* [TASK ITEM] Instruction for the data below: set down exactly the lines from the line with "phrase -- building reflection in water" to the line with "phrase -- red brick wall", inclusive, and no others.

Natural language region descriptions

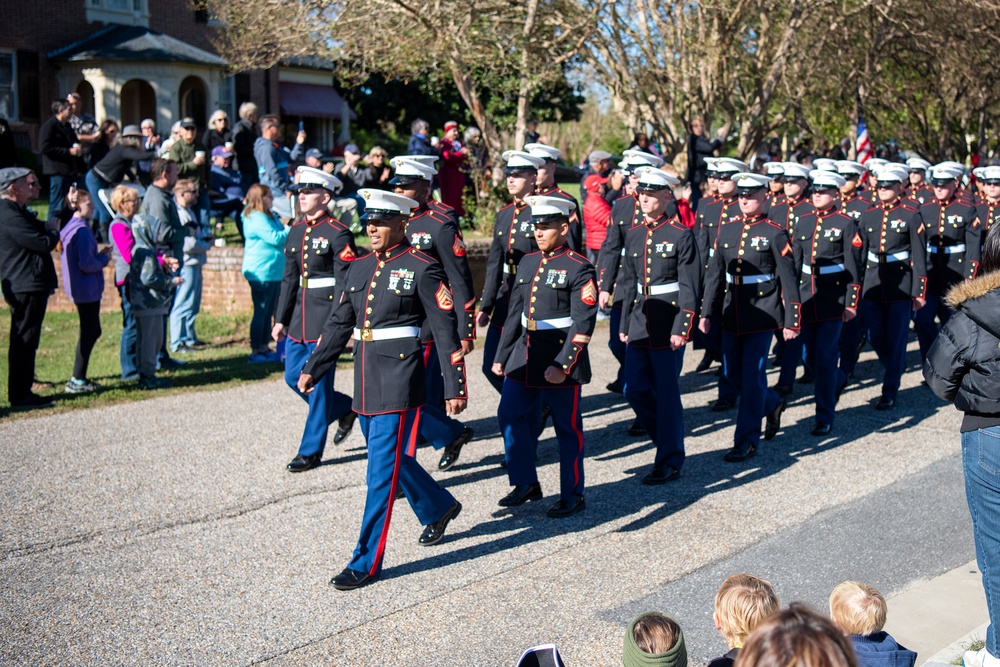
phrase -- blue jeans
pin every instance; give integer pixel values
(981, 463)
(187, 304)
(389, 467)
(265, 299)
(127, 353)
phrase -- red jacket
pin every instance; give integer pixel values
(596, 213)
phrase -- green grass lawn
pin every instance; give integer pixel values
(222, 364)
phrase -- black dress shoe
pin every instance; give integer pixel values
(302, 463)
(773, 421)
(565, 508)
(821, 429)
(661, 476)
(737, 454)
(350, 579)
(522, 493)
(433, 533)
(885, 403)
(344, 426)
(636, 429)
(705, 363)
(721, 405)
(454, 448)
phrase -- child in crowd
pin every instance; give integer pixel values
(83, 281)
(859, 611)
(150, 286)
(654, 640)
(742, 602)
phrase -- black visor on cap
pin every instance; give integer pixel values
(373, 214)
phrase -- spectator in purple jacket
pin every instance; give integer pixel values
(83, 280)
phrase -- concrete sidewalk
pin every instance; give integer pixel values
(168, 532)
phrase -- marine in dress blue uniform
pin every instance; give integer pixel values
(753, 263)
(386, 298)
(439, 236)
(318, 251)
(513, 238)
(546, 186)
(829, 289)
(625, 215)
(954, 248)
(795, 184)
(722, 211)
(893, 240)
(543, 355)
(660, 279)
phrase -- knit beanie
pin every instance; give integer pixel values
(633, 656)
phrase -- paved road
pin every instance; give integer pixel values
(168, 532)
...
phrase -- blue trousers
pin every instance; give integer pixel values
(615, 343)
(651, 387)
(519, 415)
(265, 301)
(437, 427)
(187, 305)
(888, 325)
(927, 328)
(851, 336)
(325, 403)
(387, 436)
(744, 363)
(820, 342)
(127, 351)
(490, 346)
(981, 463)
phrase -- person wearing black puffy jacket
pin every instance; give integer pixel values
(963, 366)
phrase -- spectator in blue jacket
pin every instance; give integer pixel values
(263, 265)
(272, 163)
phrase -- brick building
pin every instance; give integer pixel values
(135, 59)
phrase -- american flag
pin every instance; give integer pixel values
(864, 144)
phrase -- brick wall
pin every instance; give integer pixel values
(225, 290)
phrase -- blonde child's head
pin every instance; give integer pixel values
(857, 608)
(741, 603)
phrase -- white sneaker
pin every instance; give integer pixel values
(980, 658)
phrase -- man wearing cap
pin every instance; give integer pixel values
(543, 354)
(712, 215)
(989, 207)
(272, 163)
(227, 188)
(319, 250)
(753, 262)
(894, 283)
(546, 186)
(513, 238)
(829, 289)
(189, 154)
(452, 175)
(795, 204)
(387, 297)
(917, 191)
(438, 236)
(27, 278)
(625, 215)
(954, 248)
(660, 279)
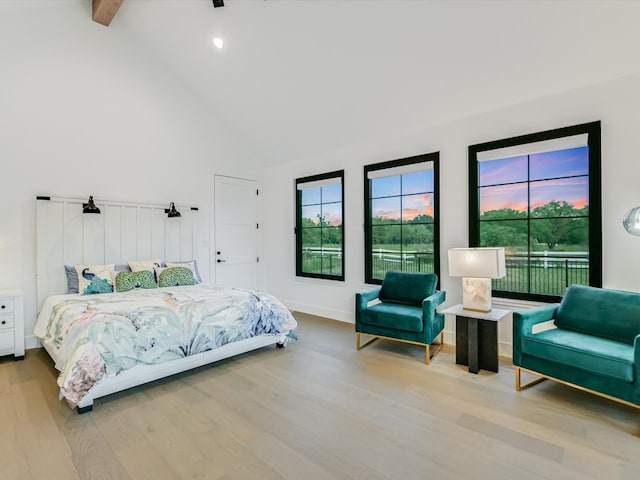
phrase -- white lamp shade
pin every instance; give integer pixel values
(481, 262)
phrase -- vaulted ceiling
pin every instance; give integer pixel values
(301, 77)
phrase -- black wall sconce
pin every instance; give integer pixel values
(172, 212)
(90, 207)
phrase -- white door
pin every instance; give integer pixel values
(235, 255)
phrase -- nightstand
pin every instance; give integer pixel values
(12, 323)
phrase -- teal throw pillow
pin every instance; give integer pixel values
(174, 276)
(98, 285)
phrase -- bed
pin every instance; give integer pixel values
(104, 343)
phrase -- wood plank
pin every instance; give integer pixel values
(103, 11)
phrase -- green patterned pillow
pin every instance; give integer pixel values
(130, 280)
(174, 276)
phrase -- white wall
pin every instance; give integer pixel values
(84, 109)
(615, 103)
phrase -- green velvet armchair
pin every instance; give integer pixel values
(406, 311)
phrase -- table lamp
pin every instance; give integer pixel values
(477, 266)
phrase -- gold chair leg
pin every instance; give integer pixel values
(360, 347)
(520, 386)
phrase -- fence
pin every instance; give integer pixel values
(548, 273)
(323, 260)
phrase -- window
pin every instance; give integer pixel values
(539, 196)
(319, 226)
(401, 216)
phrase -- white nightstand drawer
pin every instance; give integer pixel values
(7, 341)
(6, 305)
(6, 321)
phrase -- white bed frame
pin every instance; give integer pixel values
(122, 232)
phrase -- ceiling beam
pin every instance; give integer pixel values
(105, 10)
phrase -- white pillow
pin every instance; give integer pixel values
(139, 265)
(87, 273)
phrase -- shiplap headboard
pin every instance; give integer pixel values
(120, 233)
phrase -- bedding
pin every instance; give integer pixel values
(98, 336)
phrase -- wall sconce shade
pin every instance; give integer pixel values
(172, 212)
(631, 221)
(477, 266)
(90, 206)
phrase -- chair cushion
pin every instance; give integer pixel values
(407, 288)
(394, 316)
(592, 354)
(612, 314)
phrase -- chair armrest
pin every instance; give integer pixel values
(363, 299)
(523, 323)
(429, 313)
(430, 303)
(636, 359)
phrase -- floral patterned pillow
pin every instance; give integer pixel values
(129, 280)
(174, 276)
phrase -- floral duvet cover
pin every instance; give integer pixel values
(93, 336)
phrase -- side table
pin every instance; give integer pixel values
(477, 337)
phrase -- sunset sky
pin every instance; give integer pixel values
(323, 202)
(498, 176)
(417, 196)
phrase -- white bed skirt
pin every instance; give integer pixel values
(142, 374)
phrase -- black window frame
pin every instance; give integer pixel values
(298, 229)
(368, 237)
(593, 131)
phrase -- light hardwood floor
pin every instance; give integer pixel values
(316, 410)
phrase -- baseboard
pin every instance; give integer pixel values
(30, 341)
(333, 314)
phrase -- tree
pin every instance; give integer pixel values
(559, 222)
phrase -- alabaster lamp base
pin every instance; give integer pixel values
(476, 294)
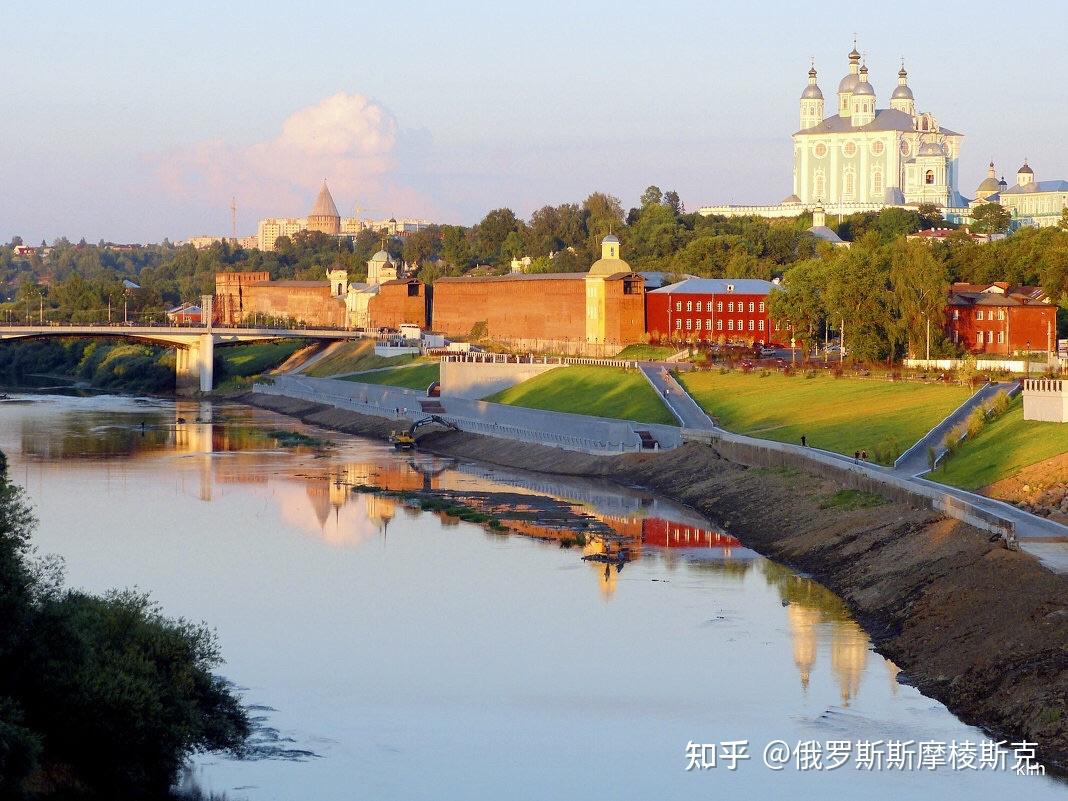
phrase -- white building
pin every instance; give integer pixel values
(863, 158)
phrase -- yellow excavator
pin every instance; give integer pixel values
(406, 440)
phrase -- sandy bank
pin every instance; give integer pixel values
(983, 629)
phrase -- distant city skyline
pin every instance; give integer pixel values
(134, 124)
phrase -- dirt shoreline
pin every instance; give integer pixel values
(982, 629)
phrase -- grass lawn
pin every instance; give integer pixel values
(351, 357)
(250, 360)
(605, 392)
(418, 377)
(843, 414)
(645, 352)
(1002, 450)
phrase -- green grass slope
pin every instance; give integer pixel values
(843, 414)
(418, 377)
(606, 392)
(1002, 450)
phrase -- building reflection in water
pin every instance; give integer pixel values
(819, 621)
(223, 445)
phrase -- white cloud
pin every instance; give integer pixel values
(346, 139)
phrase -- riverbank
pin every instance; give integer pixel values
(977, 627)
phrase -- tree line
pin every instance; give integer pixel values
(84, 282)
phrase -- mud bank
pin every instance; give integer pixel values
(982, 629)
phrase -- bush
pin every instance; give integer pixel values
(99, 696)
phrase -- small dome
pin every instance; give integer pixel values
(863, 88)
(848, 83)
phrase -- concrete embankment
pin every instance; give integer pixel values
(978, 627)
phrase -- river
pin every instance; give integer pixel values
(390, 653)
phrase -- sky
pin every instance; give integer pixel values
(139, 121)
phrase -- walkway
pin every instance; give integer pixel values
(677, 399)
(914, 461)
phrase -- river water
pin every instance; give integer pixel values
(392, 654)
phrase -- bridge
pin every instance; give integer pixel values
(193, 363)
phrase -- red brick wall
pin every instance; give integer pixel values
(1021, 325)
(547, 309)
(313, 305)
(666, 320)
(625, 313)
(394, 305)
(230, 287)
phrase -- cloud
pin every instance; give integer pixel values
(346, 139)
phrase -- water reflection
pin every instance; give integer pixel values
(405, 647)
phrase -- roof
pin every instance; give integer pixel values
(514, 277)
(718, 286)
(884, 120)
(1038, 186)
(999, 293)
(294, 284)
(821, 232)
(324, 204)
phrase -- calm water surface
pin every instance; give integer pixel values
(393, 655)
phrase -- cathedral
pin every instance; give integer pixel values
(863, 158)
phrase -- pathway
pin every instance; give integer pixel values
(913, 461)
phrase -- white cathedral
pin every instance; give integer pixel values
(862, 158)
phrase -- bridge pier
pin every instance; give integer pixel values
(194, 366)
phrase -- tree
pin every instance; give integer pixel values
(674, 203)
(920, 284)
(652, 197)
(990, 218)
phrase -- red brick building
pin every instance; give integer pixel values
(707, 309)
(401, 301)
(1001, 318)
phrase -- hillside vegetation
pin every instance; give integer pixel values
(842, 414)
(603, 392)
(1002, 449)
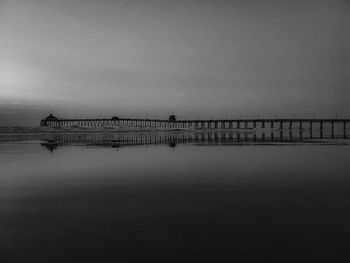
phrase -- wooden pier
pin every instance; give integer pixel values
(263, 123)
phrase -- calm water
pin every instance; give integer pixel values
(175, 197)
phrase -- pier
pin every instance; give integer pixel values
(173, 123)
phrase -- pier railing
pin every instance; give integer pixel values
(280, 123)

* [ANSWER SECTION]
phrase -- building reflection in water
pin every instance; give integer pixel values
(819, 621)
(223, 445)
phrase -- white cloud
pin every instance; give integer pixel values
(346, 139)
phrase -- riverbank
pin every instance; give integer pixel values
(977, 627)
phrase -- tree line
pin every instance; give integer pixel values
(84, 282)
phrase -- mud bank
pin every instance; give integer pixel values
(982, 629)
phrase -- bush
pin every instance; give integer pixel values
(99, 696)
phrase -- small dome
pin every instance; give integer pixel values
(863, 88)
(848, 83)
phrase -- concrete embankment
pin every instance; give integer pixel values
(978, 627)
phrase -- river
pin every instance; give integer pixel values
(390, 653)
phrase -- sky
pin every instance; give integer pixel values
(139, 121)
phrase -- walkway
pin every instance; give integer pixel values
(677, 399)
(914, 461)
phrase -- river water
pin every instance; give integer pixel values
(392, 654)
phrase -- bridge
pin every instance; give integer pixel values
(193, 363)
phrase -- red brick wall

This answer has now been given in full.